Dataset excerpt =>
------------------------------

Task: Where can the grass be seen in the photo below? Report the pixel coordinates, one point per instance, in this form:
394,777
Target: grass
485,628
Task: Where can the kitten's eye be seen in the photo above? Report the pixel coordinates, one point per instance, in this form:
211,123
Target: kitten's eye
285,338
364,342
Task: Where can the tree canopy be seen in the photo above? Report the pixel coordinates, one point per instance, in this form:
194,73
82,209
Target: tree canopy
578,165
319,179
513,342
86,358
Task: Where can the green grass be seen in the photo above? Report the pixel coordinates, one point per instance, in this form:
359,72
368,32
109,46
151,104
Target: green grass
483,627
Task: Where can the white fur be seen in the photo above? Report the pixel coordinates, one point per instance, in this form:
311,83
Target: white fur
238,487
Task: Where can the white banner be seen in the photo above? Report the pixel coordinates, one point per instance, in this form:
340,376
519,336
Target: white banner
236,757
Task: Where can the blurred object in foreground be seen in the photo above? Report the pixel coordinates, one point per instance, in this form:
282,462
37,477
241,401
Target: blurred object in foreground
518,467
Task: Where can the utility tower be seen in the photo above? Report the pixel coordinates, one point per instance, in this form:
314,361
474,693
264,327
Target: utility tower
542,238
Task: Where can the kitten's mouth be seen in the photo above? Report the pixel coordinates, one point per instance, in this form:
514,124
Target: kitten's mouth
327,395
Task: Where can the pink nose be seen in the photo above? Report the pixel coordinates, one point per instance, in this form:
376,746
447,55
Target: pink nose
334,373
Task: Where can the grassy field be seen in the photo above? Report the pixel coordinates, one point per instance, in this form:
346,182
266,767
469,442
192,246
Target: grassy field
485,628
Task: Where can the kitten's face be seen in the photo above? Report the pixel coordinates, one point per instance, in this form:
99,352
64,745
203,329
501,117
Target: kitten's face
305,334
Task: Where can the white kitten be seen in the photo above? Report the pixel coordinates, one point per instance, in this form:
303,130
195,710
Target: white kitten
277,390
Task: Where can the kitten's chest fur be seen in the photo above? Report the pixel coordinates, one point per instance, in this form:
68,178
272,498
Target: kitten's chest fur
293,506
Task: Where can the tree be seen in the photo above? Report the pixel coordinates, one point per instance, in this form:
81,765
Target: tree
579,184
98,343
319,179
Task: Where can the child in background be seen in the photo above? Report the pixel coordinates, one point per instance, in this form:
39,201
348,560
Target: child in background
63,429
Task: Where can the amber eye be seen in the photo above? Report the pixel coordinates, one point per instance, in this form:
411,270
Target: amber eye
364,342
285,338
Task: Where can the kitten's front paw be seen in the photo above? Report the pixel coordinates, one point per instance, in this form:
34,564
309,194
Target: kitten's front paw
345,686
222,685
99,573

------------------------------

Challenge => Edit the lines above so that "pixel coordinates" becomes "pixel positions" everywhere it occurs. Reproduce everything else without change.

The answer =>
Task: Where can the grass be seen in the photo below? Report the pixel positions, one point per instance, in this form:
394,777
Target: grass
485,628
Task: Where can the kitten's eye be seen in the photo above? Report the pixel positions, one point per instance, in this form:
211,123
Target: kitten's eye
285,338
364,342
Task: Where can the tree canopy be seen in the photo above? Report the pixel positions, one point per instance, in this form:
194,73
82,209
Target: tree canopy
578,165
319,179
513,342
86,358
Task: Where can the green grass be seen in the photo above? Report the pixel positions, one point per instance, in this form:
359,72
368,32
109,46
151,104
Target: green grass
483,627
Task: Where can the white fur be seen in the photo above? Report the pixel positions, one point per instance, in this form:
311,83
Target: white fur
238,487
Task: Where can the white banner be seen in the photo above? Report the pixel positions, one point per instance, in this form:
340,376
519,336
Target: white banner
236,757
Task: Where can the blurred object in foreground be seen in the photo above? Report the pixel positions, one point per instance, in this form:
282,462
37,477
241,401
Target: blurred object in foreground
518,467
Task: Where can the utility tower be seen in the photo above? Report the pixel positions, one point per instance, in this form:
314,361
474,693
264,327
Target: utility tower
542,238
Task: Where can the kitten's mouth be seen in the photo above? Report the pixel positions, one point per instance, in this form:
514,124
Target: kitten's mouth
327,395
Task: Where can the pink nose be seen in the photo above? Report the pixel positions, one point per instance, in this form:
376,746
447,55
Target: pink nose
334,373
Task: Where can the grassy field be seen in the photo above? Report the pixel positions, one point per instance, in this form:
346,182
266,767
469,442
192,246
Target: grassy field
485,628
Task: Where can the kitten's face be seen in the photo above? Report the pixel positions, one point per instance, in this form:
99,352
64,745
203,329
501,117
Target: kitten's face
305,334
Task: Where can the white kitten be seen in the photo above? Report the pixel positions, one point per instance, in this form:
303,130
195,710
Target: white kitten
277,390
Task: Where can the kitten's chest fur be seen in the photo above? Report the pixel positions, one point per instance, in this form:
68,178
272,498
Target: kitten's chest fur
293,506
Task: Where can the tree be seen in the photo above? Report the pixel positions, one point per instance, in this form:
81,765
Target: tree
579,184
98,343
319,179
Task: Where can the child in background be seen in the photo above? Report the pixel positions, one point per instance, in this form:
39,201
348,560
Target: child in background
63,429
Task: Where can the amber eye be seen in the photo above? Report the pixel positions, one point per instance, in this form:
411,270
Target: amber eye
364,342
285,338
Task: Where can the kitten's front paw be seen in the photo above? Report the pixel positions, one point per instance, in this form:
34,564
309,194
Target: kitten's front paw
345,686
222,685
99,573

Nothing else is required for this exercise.